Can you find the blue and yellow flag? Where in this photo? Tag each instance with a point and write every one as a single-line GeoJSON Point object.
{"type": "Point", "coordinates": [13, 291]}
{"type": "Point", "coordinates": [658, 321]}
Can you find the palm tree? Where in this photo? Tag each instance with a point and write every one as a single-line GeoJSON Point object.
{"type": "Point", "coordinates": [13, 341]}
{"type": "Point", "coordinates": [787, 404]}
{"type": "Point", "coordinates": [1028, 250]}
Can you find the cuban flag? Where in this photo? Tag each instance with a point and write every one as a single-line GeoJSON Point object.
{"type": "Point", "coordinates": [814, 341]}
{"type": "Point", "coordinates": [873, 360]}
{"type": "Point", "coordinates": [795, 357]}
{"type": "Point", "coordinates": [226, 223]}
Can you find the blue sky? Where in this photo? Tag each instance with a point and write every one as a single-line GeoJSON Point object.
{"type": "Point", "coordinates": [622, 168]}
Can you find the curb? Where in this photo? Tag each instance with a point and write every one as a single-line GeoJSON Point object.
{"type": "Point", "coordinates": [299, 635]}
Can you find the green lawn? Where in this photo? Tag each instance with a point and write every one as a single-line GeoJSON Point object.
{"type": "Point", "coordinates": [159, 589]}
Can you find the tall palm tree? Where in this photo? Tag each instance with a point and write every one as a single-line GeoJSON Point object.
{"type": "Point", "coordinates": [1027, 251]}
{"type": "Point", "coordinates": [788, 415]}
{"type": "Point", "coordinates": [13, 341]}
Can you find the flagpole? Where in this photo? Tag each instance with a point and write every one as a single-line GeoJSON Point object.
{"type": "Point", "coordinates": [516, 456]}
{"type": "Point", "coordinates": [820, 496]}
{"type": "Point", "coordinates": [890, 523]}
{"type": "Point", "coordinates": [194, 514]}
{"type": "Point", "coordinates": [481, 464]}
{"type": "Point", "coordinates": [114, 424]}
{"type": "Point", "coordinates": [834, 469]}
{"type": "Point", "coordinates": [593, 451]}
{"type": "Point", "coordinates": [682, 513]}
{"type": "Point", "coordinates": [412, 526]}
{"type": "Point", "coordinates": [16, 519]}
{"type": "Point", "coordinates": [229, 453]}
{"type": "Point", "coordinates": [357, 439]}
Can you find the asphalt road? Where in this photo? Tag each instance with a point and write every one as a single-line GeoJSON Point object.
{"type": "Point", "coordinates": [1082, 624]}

## Exercise details
Retype every entry above, word for word.

## Solution to this exercise
Can you find the blue and yellow flag? Where in this photo? Tag each instance with a point and write every one as a single-line GeoJSON Point object.
{"type": "Point", "coordinates": [13, 291]}
{"type": "Point", "coordinates": [658, 321]}
Can you find the palm tree? Where in this photo? Tag each instance with a point and write every one as a single-line GeoJSON Point object.
{"type": "Point", "coordinates": [13, 341]}
{"type": "Point", "coordinates": [787, 404]}
{"type": "Point", "coordinates": [1028, 250]}
Can you find the cuban flag? Where in this photo? Tag each instance with a point and write every one as a single-line GeoJSON Point object.
{"type": "Point", "coordinates": [814, 341]}
{"type": "Point", "coordinates": [873, 360]}
{"type": "Point", "coordinates": [795, 357]}
{"type": "Point", "coordinates": [226, 223]}
Can you find the blue sky? Where in this photo? Tag each instance with a point and write every one as a single-line GeoJSON Point object.
{"type": "Point", "coordinates": [622, 168]}
Can you find the curb? Where in this photo? Tag each instance with a point and write every one as a single-line GeoJSON Point object.
{"type": "Point", "coordinates": [299, 635]}
Can you find the green lawn? Where in this photo? Tag each instance with a point and write every one as a single-line GeoJSON Point object.
{"type": "Point", "coordinates": [159, 589]}
Can you find the tall palm tree? Where in this photo? Tag each instance with a point and write every one as a single-line GeoJSON Point object.
{"type": "Point", "coordinates": [1027, 251]}
{"type": "Point", "coordinates": [788, 415]}
{"type": "Point", "coordinates": [13, 341]}
Can you find the flagpole? Where in this photo? Tag each instance with a point and write every one as a single-line GeoJSON Point object.
{"type": "Point", "coordinates": [516, 456]}
{"type": "Point", "coordinates": [820, 496]}
{"type": "Point", "coordinates": [890, 523]}
{"type": "Point", "coordinates": [194, 514]}
{"type": "Point", "coordinates": [481, 464]}
{"type": "Point", "coordinates": [114, 424]}
{"type": "Point", "coordinates": [834, 469]}
{"type": "Point", "coordinates": [593, 451]}
{"type": "Point", "coordinates": [682, 513]}
{"type": "Point", "coordinates": [412, 526]}
{"type": "Point", "coordinates": [16, 519]}
{"type": "Point", "coordinates": [229, 453]}
{"type": "Point", "coordinates": [357, 439]}
Can you find the asphalt road? Where in this photo? Tag each instance with a point and write every one as a single-line GeoJSON Point object.
{"type": "Point", "coordinates": [1082, 624]}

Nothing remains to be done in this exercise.